The High Court in its judgment delivered on the 26th April, 2002 and borne out of pages 34 – 40 of the record of appeal confirmed the judgment of the Upper Area Court 1, Maiduguri on both the issues of gift and Preemption (shufa’ah)
Against the said judgment, the Appellant, after obtaining the leave of the Court below, of the 3rd June, 2002 filed 3 grounds of appeal to this Court. The said grounds of appeal without their particulars are reproduced hereunder as follows:
Ground 1
The Hon. Judges of the High Court erred in law when they held the appellants’ grounds of appeal before the Upper Area 1 to be an omnibus ground and he cannot be said to have acted outside his jurisdiction.
Particulars of error (a) – (b) supplied.
Ground 2
The Hon. Judges of the High Court erred in law when they held thus, “you cannot fault this decision. This decision cannot be said to be Perverse. Far from it. The upper Area Court judge made a subtle distinction between joint owner and a neighbour. The former has a right of pre-emption the latter has not. This decision tallies with the decision of the Supreme Court in Alkamawa v Bello (supra).

▸ Lines of data:
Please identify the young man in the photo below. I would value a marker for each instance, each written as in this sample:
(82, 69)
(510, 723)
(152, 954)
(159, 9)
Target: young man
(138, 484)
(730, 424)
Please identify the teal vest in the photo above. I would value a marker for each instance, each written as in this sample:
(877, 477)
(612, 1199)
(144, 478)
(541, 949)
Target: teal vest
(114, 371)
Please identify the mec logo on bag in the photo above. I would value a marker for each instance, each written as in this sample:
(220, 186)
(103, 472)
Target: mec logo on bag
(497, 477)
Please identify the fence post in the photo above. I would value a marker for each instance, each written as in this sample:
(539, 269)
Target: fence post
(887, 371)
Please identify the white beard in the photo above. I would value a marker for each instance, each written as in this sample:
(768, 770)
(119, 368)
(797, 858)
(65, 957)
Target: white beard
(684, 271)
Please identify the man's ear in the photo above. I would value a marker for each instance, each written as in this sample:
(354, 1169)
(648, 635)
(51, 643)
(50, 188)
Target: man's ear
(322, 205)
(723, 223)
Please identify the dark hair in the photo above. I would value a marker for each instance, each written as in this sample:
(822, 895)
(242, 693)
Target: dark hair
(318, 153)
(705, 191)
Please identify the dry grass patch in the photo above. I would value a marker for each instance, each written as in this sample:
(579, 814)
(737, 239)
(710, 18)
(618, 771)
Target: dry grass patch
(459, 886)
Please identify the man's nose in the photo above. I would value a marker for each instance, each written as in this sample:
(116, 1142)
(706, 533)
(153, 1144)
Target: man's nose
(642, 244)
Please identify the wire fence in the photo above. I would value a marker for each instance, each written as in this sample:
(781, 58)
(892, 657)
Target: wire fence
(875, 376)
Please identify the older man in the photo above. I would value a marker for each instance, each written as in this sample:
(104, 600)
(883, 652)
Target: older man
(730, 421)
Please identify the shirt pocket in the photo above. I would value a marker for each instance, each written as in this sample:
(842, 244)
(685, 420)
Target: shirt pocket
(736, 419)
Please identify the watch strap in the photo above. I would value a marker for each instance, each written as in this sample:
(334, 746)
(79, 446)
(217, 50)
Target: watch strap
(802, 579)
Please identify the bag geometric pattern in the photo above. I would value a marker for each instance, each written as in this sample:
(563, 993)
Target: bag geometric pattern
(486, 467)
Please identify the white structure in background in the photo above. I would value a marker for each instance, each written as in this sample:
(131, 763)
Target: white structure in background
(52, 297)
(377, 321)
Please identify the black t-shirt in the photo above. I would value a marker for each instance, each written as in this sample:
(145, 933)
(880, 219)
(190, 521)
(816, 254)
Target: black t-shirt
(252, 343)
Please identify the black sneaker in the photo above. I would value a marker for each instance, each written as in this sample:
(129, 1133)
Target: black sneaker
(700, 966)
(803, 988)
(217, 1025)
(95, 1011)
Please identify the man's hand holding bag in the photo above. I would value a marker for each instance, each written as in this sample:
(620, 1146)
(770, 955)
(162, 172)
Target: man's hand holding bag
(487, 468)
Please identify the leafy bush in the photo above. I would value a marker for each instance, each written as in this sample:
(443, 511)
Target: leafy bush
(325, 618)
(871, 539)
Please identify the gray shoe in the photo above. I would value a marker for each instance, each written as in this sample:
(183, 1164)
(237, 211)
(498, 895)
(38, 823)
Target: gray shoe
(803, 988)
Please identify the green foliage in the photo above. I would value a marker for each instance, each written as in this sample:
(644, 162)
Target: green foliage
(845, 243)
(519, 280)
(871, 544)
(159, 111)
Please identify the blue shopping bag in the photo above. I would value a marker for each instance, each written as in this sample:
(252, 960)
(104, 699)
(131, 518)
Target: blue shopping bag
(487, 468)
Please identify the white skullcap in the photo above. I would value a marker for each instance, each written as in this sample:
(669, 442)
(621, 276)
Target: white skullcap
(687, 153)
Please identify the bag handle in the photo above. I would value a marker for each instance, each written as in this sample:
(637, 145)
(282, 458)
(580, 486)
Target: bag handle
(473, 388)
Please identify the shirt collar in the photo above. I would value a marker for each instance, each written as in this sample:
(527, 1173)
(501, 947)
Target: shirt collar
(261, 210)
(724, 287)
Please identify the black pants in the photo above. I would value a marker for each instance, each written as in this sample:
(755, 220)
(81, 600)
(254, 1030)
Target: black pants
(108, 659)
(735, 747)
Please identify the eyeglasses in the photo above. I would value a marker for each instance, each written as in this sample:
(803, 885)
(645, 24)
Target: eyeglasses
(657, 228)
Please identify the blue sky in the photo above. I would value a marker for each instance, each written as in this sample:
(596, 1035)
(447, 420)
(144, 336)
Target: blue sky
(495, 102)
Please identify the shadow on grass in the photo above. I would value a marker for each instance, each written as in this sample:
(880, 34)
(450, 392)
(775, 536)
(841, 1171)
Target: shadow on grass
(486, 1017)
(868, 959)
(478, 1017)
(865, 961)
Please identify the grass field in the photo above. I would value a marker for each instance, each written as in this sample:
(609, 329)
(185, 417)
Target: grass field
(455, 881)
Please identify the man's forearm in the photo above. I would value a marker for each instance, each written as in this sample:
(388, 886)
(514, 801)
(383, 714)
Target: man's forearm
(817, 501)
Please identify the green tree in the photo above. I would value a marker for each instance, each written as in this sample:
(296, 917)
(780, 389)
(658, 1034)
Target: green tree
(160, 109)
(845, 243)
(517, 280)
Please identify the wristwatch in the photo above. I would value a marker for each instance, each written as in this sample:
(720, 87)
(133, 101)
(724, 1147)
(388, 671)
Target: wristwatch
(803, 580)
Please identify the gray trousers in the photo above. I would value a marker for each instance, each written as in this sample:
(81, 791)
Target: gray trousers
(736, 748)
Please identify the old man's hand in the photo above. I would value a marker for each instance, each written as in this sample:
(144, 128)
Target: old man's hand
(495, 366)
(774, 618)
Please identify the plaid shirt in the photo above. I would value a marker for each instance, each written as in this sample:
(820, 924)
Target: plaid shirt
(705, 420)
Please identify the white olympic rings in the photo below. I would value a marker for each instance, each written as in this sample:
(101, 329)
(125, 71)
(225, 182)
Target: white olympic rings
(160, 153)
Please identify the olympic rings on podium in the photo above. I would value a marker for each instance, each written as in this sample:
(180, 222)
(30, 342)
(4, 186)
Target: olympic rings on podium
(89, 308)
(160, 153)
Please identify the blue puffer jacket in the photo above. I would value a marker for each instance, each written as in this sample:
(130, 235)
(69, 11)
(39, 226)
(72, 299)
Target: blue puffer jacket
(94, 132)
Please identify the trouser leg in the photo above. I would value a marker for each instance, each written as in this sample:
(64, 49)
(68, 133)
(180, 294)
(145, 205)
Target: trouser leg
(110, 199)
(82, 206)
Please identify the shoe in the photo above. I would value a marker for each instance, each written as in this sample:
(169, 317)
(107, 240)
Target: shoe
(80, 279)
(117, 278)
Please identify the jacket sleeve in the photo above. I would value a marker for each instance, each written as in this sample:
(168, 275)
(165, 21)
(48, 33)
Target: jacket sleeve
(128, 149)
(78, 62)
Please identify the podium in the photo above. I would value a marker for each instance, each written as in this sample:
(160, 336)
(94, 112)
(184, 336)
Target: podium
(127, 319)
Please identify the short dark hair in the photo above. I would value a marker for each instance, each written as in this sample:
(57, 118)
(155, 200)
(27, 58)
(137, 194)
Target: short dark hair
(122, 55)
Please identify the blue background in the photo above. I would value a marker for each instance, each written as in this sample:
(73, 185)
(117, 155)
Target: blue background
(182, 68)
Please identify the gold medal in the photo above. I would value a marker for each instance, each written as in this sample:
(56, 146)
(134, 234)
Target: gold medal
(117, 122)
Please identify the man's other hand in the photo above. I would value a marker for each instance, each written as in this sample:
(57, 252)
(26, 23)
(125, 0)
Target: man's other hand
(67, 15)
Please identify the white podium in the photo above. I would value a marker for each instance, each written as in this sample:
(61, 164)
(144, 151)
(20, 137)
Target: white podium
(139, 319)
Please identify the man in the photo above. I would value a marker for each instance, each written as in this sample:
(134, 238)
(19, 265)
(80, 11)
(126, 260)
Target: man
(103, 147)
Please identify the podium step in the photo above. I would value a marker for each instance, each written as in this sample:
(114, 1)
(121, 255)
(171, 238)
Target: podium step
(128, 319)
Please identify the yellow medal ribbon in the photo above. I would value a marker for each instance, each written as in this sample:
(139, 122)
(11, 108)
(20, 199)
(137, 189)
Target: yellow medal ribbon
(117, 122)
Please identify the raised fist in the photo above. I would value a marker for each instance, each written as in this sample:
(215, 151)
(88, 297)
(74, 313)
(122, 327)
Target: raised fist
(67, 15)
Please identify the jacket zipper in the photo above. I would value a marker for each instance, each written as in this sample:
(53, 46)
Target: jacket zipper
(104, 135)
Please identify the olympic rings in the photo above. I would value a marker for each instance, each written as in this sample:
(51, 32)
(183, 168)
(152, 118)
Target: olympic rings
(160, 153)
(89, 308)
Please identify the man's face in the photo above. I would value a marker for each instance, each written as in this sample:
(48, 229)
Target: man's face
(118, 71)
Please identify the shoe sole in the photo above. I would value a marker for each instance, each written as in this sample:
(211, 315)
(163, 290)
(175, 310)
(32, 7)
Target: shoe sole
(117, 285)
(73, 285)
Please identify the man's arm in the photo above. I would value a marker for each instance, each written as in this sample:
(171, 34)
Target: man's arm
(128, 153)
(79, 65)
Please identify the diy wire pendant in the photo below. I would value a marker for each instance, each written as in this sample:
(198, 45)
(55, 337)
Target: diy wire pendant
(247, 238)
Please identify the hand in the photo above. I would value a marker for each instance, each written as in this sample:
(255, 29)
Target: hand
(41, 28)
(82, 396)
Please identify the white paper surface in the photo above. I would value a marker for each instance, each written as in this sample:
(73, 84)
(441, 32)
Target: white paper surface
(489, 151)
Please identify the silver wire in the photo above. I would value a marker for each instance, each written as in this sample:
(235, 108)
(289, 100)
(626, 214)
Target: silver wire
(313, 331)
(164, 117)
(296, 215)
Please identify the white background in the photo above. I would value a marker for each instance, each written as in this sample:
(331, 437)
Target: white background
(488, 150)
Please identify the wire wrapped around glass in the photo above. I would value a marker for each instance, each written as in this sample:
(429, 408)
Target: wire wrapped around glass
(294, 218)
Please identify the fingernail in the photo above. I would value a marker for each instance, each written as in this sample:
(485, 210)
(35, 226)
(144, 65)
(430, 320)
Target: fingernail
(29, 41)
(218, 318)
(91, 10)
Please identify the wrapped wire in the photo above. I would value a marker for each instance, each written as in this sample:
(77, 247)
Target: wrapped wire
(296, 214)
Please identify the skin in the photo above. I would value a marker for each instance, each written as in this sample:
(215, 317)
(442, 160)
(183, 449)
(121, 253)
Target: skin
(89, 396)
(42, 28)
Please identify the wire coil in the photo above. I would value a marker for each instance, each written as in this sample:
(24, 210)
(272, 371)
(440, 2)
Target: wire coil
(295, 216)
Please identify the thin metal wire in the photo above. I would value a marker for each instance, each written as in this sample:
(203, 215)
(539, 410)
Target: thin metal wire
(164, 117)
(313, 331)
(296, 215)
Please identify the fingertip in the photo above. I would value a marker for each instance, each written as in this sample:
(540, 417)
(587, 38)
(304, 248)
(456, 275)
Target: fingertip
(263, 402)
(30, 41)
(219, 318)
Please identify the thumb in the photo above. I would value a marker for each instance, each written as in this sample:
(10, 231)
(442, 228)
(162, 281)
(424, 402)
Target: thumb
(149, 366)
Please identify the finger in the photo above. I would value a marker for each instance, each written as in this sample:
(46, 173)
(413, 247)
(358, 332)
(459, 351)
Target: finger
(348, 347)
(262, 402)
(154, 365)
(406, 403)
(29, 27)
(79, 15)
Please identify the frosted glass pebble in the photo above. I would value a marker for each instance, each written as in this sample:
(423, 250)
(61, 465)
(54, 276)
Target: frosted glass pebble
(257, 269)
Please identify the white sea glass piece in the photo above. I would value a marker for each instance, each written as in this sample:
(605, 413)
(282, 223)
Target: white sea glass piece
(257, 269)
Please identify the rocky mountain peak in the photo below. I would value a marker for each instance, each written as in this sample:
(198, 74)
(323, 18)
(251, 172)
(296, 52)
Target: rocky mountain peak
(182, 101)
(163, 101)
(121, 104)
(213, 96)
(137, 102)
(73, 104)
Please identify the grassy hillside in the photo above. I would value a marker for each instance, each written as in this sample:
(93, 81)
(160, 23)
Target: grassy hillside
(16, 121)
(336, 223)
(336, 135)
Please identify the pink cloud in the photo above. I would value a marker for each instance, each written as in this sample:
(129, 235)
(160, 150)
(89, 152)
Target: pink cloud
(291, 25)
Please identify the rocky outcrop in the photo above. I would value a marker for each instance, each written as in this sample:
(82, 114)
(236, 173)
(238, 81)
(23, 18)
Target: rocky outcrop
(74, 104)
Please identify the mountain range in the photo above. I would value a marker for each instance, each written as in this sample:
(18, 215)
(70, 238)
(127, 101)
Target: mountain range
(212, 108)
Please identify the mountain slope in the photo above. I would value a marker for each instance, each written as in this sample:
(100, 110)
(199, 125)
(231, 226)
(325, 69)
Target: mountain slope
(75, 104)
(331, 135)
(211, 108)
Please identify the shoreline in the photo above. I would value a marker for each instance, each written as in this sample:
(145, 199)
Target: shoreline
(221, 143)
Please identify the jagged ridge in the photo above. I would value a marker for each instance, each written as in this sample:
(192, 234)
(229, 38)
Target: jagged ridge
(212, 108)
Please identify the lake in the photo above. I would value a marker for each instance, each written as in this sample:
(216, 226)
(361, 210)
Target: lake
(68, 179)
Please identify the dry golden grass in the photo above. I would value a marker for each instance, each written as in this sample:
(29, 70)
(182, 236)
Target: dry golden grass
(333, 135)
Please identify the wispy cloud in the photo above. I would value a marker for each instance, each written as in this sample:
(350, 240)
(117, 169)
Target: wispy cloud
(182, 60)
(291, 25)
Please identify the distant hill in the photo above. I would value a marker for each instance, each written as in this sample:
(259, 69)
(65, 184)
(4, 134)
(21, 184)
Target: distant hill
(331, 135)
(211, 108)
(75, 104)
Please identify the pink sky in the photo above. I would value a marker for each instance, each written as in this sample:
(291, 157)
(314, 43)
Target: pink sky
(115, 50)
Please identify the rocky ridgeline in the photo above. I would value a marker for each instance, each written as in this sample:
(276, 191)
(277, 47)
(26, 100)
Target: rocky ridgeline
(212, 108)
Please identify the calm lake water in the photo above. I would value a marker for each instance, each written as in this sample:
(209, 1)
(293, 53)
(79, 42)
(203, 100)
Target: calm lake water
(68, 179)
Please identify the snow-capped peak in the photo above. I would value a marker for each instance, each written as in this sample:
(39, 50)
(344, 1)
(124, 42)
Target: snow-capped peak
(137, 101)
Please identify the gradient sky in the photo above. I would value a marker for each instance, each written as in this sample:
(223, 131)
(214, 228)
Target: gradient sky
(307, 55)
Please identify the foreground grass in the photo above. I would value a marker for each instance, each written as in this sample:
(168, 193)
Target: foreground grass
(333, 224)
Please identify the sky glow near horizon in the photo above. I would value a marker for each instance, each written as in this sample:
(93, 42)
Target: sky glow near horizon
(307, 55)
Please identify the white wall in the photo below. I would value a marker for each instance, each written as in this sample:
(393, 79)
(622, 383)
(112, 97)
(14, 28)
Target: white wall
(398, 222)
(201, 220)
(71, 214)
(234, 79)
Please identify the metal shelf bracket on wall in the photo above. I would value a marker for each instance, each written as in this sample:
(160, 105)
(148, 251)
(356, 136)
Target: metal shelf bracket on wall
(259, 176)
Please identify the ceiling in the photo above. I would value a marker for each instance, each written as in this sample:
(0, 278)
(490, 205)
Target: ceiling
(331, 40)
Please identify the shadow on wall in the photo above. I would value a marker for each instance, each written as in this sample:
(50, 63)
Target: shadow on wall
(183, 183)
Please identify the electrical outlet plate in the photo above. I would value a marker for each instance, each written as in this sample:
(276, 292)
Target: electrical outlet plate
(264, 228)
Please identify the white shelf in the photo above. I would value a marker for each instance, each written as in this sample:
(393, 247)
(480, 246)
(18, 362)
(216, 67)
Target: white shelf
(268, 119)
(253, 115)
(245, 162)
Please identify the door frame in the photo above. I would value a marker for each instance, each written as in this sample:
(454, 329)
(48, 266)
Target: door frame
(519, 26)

▸ Task requirements: Reproduce the entire court judgment excerpt word for word. Rely only on the court judgment excerpt.

▸ Solution to this task:
The High Court in its judgment delivered on the 26th April, 2002 and borne out of pages 34 – 40 of the record of appeal confirmed the judgment of the Upper Area Court 1, Maiduguri on both the issues of gift and Preemption (shufa’ah)
Against the said judgment, the Appellant, after obtaining the leave of the Court below, of the 3rd June, 2002 filed 3 grounds of appeal to this Court. The said grounds of appeal without their particulars are reproduced hereunder as follows:
Ground 1
The Hon. Judges of the High Court erred in law when they held the appellants’ grounds of appeal before the Upper Area 1 to be an omnibus ground and he cannot be said to have acted outside his jurisdiction.
Particulars of error (a) – (b) supplied.
Ground 2
The Hon. Judges of the High Court erred in law when they held thus, “you cannot fault this decision. This decision cannot be said to be Perverse. Far from it. The upper Area Court judge made a subtle distinction between joint owner and a neighbour. The former has a right of pre-emption the latter has not. This decision tallies with the decision of the Supreme Court in Alkamawa v Bello (supra).